-- Text passage start --

How many of the EOT2008 PDF files were harvested in EOT2012

In my last post I started looking at some of the data from the End of Term 2012 Web Archive snapshot that we have at the UNT Libraries.  For more information about EOT2012 take a look at that previous post.

EOT2008 PDFs

From the EOT2008 Web archive I had extracted the 4,489,675 unique (by hash) PDF files that were present and carried out a bit of analysis on them as a whole to see if there was anything interesting I could tease out.  The results of that investigation I presented at an IS&T Archiving conference a few years back.  The text from the proceedings for that submission is here and the slides presented are here.

Moving forward several years,  I was curious to see how many of those nearly 4.5 million PDFs were still around in 2012 when we crawled the federal Web again as part of the EOT2012 project.

-- Text passage end --
-- Data extract start --

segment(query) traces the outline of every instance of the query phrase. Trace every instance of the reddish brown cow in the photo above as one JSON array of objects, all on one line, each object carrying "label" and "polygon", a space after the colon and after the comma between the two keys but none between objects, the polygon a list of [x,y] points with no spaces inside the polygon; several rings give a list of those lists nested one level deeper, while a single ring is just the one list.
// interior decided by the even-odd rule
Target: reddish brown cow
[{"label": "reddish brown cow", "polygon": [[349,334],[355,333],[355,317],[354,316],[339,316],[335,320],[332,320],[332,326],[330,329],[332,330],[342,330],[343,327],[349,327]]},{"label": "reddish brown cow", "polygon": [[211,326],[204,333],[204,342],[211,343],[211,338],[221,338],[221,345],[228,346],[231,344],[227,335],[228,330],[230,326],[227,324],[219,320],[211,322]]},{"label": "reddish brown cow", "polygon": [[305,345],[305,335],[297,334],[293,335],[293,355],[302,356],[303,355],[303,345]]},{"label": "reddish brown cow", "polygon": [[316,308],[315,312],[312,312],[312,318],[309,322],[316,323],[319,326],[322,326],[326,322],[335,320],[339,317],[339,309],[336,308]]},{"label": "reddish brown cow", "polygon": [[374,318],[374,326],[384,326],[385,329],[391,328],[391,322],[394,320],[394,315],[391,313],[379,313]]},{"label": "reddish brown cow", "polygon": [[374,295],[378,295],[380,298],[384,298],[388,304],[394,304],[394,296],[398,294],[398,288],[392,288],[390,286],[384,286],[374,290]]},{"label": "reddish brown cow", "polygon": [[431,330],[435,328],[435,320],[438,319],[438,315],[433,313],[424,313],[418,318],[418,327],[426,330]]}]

-- Data extract end --

**Your task**
List each source the post above directs the reader to for more information.

**The result**
- The previous post, for more information about EOT2012
- The text from the proceedings of the IS&T Archiving conference submission
- The slides presented at that conference